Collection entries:
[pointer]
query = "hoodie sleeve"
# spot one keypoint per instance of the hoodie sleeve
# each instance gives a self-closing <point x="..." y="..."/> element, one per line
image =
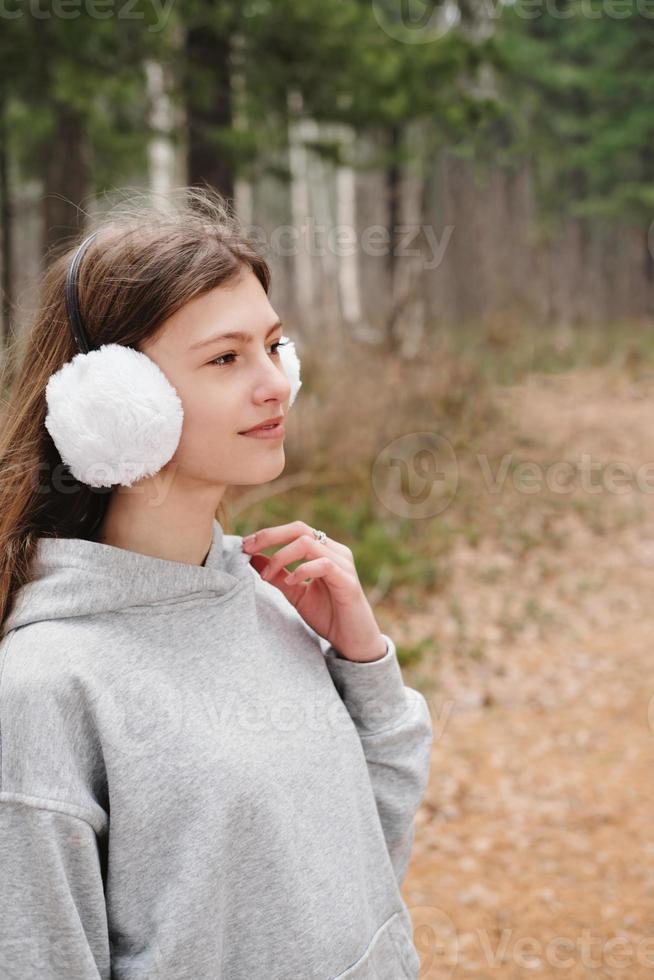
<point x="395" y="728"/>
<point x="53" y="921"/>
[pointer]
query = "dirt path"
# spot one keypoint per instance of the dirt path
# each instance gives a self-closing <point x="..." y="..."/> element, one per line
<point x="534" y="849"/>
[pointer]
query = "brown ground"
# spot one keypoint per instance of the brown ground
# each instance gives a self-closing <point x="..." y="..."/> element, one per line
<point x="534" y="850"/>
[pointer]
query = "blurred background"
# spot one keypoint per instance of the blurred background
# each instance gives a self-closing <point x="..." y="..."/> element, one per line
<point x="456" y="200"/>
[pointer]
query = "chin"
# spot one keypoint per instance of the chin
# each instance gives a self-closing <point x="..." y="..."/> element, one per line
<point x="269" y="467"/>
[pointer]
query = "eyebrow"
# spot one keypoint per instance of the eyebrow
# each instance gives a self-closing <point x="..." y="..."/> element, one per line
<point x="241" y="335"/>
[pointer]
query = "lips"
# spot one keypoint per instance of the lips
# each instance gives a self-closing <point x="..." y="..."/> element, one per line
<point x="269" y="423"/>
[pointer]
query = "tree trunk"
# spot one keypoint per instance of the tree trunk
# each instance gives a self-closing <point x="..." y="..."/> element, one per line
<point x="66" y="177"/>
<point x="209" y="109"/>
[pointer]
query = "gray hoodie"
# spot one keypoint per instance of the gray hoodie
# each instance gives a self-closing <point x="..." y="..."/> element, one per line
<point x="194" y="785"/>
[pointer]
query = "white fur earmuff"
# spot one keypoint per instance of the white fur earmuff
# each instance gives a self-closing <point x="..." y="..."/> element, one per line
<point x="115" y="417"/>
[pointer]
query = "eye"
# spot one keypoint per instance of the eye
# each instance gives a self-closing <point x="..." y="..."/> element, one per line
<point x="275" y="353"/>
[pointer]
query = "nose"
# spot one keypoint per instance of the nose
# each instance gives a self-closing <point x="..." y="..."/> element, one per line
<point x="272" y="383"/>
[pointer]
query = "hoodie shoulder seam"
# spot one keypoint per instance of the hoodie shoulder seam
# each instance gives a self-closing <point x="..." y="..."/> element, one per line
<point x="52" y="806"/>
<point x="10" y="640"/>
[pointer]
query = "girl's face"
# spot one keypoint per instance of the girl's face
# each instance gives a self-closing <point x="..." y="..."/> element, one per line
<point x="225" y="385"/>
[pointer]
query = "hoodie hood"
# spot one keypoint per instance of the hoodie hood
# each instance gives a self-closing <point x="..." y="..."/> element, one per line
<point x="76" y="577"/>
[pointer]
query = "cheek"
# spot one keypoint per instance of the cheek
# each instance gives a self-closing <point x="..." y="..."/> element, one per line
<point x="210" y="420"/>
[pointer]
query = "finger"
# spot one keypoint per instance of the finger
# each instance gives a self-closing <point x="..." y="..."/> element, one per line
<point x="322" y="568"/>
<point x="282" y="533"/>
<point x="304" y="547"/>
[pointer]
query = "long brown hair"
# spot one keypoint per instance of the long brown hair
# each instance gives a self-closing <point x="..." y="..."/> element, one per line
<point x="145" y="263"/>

...

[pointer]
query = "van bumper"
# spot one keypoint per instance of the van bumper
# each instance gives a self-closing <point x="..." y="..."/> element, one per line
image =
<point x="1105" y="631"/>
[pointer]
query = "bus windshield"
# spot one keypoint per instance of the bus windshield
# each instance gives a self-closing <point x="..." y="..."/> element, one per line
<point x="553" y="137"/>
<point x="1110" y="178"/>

==

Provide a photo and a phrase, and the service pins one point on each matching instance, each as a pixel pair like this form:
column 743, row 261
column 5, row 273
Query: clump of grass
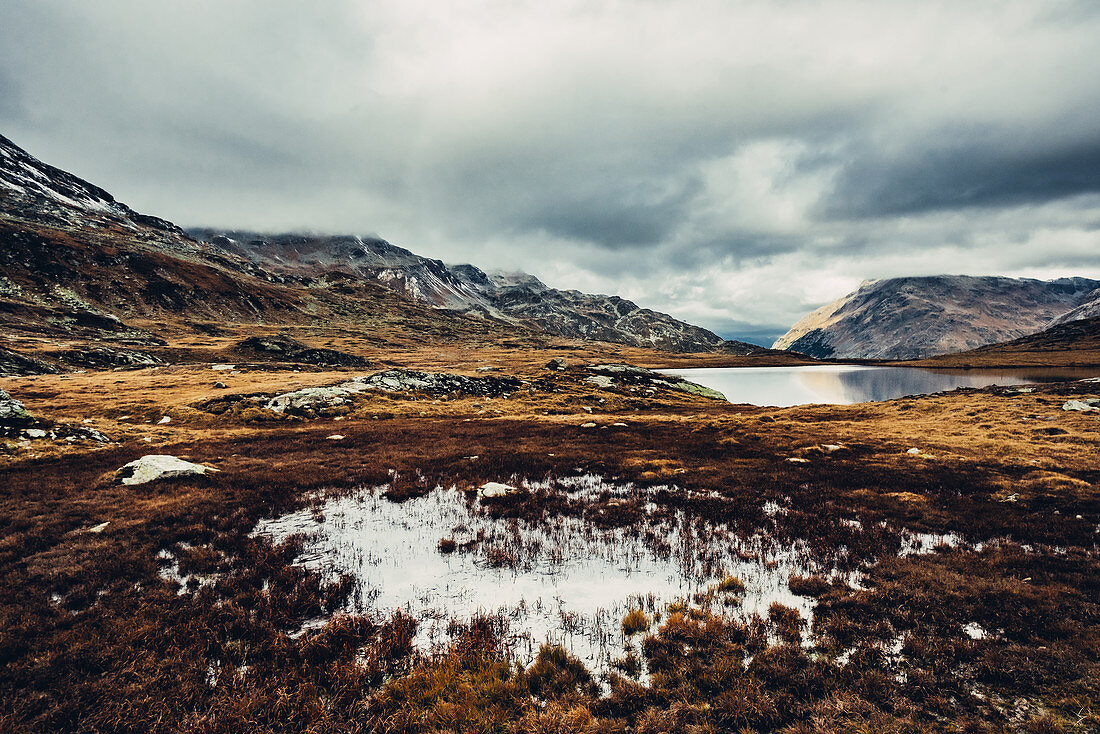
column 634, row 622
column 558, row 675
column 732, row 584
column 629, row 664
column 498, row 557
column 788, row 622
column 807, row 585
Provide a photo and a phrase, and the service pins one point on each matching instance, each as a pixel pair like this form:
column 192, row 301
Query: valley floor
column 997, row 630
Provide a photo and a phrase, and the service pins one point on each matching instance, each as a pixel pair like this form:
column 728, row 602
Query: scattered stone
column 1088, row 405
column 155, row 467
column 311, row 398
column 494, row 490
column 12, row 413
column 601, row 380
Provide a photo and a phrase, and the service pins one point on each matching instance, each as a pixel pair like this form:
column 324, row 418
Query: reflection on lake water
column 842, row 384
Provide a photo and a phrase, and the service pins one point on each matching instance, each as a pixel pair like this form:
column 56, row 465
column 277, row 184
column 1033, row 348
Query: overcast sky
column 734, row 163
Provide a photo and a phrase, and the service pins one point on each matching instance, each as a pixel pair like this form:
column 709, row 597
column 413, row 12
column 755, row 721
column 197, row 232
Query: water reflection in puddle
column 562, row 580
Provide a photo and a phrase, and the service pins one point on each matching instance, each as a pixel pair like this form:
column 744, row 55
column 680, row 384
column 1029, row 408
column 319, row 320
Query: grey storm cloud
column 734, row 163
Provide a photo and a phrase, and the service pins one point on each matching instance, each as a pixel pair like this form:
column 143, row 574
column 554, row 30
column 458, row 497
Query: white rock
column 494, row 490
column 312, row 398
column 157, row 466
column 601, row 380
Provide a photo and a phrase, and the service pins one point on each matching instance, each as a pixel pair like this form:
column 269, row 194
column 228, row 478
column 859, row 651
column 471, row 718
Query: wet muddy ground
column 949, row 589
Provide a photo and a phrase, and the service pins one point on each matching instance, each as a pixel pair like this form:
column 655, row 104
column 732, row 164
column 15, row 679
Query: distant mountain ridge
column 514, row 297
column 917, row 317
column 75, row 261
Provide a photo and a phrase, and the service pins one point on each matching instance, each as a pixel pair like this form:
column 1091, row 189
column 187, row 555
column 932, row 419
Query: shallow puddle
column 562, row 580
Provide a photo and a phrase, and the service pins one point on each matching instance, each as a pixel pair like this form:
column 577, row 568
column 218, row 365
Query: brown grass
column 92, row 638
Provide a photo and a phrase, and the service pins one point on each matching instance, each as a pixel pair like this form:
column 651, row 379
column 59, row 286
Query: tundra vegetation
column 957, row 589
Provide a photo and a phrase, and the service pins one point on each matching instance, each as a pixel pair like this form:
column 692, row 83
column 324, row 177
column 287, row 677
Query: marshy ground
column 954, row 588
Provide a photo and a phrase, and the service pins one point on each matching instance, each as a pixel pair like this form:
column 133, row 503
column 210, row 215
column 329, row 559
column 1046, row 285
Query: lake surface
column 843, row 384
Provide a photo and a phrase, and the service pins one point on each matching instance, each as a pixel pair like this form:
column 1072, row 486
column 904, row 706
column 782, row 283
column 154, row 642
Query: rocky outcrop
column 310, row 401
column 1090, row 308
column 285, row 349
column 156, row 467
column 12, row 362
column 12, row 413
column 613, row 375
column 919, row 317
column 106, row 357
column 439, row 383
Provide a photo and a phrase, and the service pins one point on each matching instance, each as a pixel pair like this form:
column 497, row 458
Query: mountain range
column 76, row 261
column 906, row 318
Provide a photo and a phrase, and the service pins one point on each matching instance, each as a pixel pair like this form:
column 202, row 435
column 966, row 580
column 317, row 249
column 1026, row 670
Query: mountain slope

GOAL: How many lines in the items contain the word "hair"? Give only the number.

FULL ANSWER: 2